## Source records

────────────────────────────────────────

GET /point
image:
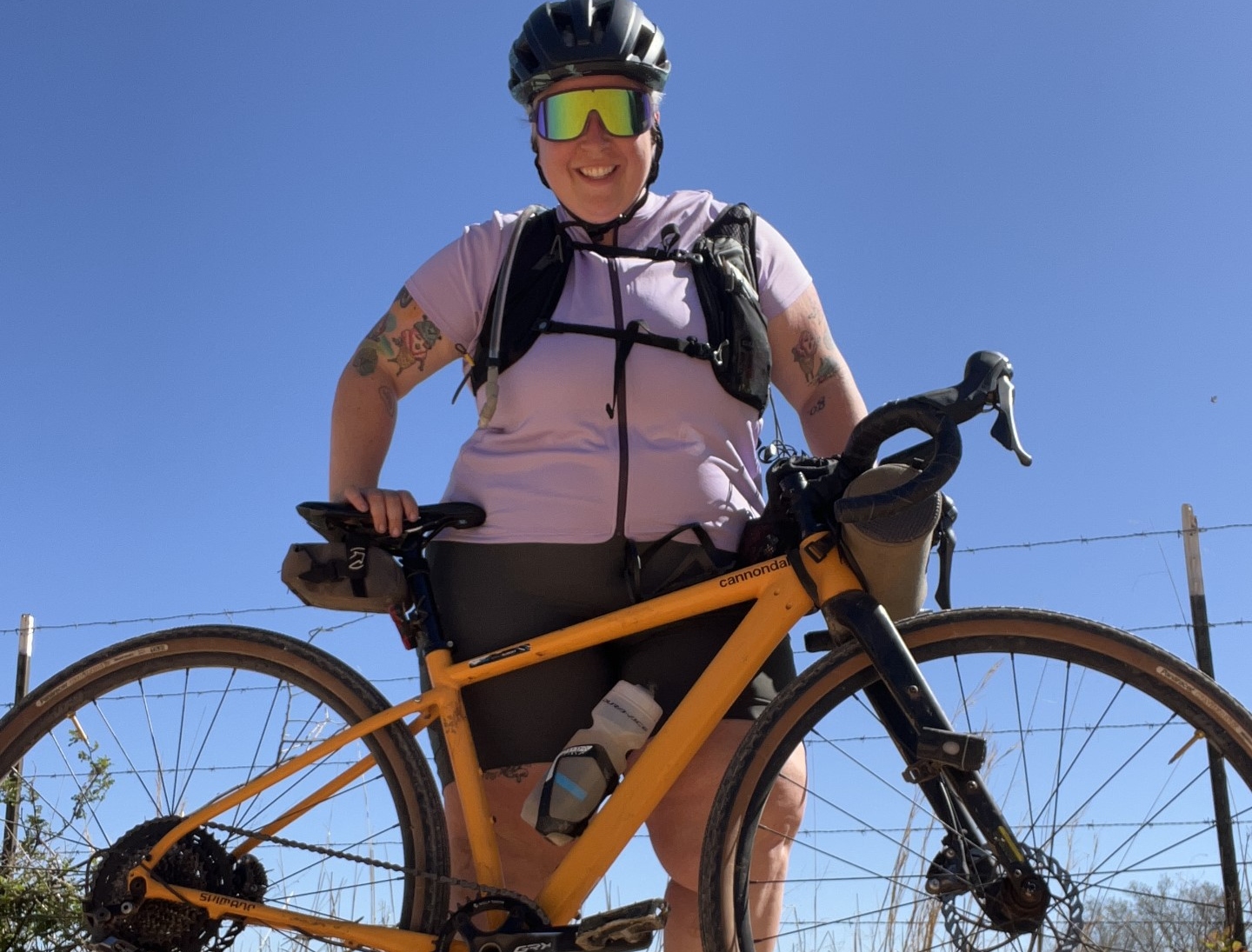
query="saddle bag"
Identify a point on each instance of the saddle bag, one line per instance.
(344, 576)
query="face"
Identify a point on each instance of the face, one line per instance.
(596, 176)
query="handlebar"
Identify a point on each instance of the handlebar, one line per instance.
(335, 522)
(988, 383)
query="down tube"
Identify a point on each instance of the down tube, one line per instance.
(780, 604)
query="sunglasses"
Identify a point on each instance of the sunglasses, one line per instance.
(623, 111)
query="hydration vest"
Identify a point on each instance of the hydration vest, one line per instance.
(723, 264)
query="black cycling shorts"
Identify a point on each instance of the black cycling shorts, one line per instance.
(491, 596)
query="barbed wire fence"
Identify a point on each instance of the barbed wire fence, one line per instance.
(230, 614)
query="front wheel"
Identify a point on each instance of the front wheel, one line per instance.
(1097, 758)
(102, 758)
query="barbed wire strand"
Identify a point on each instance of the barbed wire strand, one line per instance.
(313, 633)
(1087, 540)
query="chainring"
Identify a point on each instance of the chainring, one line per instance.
(521, 915)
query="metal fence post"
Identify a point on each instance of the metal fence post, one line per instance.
(1215, 764)
(25, 644)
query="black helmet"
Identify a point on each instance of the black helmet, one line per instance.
(583, 37)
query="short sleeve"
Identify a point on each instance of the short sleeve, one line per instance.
(452, 287)
(780, 275)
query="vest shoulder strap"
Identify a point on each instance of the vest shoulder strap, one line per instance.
(723, 262)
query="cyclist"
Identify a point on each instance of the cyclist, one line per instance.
(592, 454)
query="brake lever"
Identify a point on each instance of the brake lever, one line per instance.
(1004, 429)
(945, 536)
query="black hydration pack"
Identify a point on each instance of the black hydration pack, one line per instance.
(723, 262)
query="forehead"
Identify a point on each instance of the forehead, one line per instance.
(600, 82)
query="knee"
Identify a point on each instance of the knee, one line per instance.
(676, 826)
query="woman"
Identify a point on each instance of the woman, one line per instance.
(589, 452)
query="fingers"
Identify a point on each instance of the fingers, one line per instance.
(390, 509)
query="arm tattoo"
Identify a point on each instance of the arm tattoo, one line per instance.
(413, 344)
(816, 366)
(366, 360)
(389, 397)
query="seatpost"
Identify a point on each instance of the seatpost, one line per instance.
(421, 627)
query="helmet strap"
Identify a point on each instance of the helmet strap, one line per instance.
(595, 232)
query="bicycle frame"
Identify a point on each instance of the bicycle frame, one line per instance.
(780, 602)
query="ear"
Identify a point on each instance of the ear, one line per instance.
(657, 148)
(535, 148)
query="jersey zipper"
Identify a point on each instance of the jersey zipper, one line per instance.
(620, 405)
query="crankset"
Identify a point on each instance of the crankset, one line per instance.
(512, 923)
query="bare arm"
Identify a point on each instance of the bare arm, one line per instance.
(400, 352)
(811, 375)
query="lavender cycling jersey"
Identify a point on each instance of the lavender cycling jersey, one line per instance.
(554, 465)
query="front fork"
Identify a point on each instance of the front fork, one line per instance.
(944, 764)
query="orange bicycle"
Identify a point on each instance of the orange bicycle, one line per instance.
(976, 779)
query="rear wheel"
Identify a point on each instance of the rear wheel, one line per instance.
(1097, 759)
(102, 756)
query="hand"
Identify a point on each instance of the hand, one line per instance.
(389, 508)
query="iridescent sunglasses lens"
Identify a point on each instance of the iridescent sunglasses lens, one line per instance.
(623, 111)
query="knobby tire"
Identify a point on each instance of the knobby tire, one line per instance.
(161, 724)
(1082, 722)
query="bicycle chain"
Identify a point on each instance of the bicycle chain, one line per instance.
(380, 863)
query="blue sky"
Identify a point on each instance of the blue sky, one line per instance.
(203, 207)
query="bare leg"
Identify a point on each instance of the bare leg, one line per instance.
(526, 857)
(677, 827)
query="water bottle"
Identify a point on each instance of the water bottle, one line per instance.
(592, 762)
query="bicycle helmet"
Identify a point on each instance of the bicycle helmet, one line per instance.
(585, 37)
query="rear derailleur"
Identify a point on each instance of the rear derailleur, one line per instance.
(122, 920)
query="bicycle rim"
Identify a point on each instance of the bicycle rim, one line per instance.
(1097, 761)
(159, 725)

────────────────────────────────────────

## Prompt
Please find each line in the data above that contains the word "bicycle" and copy it out.

## Full response
query="bicycle frame"
Identify a point on each instance of the bicycle frame, one line per instance.
query="orange bicycle"
Identify a point on each instance of the orange bicycle, one line per instance.
query="bicycle chain"
Identify a point on each instance of the bicycle chain, one line per instance.
query="bicycle helmet"
Identify a point on each instance of the bicycle helmet, one line per instance.
query="bicycle rim"
Identify a point on each instance of the bicycle rim, one line per instance.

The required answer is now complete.